— But de l'exercice —
D'après l'entretien sur le documentaire tourné au Sénégal, chez qui logeait l'équipe du film ?

— Extrait du texte —

• • • • •

Hélène : Maintenant que votre film est fini, qu’as-tu pensé quand tu l’as vu ?

En fait je suis plutôt content. Mais content parce qu’en partant, je m’attendais à pire. Alors que je l’avais déjà vu, en le montant, je ne sais pas combien de fois en petits morceaux, je ne me suis pas ennuyé une minute. Enfin c’est peut-être parce que je connaissais déjà tout par cœur. Peut-être que pour un spectateur qui le verra pour la première fois, ce sera totalement différent, peut-être qu’il s’emmerdera. J’espère et je pense qu’il y a un bon équilibre entre les moments plus informatifs et les moments plus calmes, les moments « gais » et les moments « tristes ».

J’avais un regard extérieur pour voir si le film passait bien, si l’information passait bien. Ce qui importe avant tout, c’est ça, c’est l’information. Ce n’est pas ce qu’on voulait au départ, en France, avant de partir, d’être vraiment confronté aux réalités, on voulait faire un film et d’abord pour nous. Mais après avoir vécu à côté de ces gens (à côté car on ne vivait pas ça comme eux, on n’était pas inondé, nous ! là où on logeait.) En revenant, l’information, la faire passer, est devenu une nécessité. Sinon j’ai l’impression que le documentaire fait bien comprendre les problèmes, mais ça aurait pu être dix fois mieux, beaucoup mieux construit. Donc content par rapport à nos attentes qui étaient plutôt raisonnables.

France : Pourquoi, vous logiez où ?

On logeait dans l’île, là où se trouve le quartier historique, les maisons en dur comme on dit, même si elles sont pour certaines plutôt en ruine. Enfin, surtout au Sud de l’île, là où on était. Au Nord là où c’est vraiment touristique, là où il y a les hôtels, les restaurants, il y a pas vraiment de ruine. Mais enfin dans l’île les problèmes d’inondation sont beaucoup moins catastrophiques que dans les quartiers périphériques, comme à Sor par exemple. On était donc plutôt bien lotît. On logeait chez Mount. Il accueille généralement les infirmières qui viennent dans le cadre du Partenariat. Un type super ! On l’a revu depuis notre retour. Il est en France maintenant.

France : Vous allez tourner une autre version de votre documentaire, un 26 mn, en plus du 52 mn, pourquoi ?

D’abord parce que 52 mn, c’est un longue plage horaire pour les télévisions, le 52 mn, c’est le format long du documentaire. Le format 26 mn peut plus facilement passer. De plus, il se rapprocherait plus du « fantasme » qu’on a d’un documentaire : moins informatif, plus léché, qui suit plus les gens. Il sera autour d’une seule famille, par exemple celle d’Ouma. Mais là je me contredis avec ce que j’ai dit avant de l’information. Mais on n’est pas à une contradiction près.

Hélène : Comment allez-vous diffuser votre documentaire ?

Au Sénégal, par l’intermédiaire du Partenariat, organiser une projection d’abord avec tous ceux qui nous ont aidé et qu’on a filmé, puis avec un plus large public. Et pourquoi pas aussi à la télévision Sénégalaise.

En France, on espère pouvoir le faire passer au Kino , au Partenariat, à d’autres associations, laisser des vidéos en vente. Ensuite, peut-être le passer à la télévision à Canal 9 , voire sur des chaînes comme Planète. Le proposer aussi à La Médiathèque des Trois Mondes, boite d’édition de cassette.

Hélène : Enfin, quels conseils peux-tu donner à des jeunes qui voudraient se lancer dans la réalisation d’un documentaire à l’étranger ?

Ca prend beaucoup de temps et monter un dossier c’est quand même super chiant. Mais alors le résultat ! Passionnant ! Quand on est revenu, les gens nous demandaient : « alors, c’était bien le Sénégal? » On savait pas vraiment quoi leur répondre, si ce n’est que bien, c’était pas du tout le mot. Mais une « rud’expérience » comme on dit dans le Nord, ça c’est sûr.

• • • • •

— Données extraites —
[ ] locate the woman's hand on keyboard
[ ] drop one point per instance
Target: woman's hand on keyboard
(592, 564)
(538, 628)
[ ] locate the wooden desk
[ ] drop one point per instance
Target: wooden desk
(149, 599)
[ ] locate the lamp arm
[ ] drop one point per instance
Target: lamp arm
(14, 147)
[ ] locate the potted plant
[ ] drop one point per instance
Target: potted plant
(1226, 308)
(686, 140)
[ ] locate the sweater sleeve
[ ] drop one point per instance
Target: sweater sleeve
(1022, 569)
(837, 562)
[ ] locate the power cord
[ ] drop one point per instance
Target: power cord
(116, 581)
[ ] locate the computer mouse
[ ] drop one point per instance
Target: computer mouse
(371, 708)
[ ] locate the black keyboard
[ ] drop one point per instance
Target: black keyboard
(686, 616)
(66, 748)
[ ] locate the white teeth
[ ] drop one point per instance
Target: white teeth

• • • • •

— Résultat de l'exercice —
Chez Mount, dans l'île.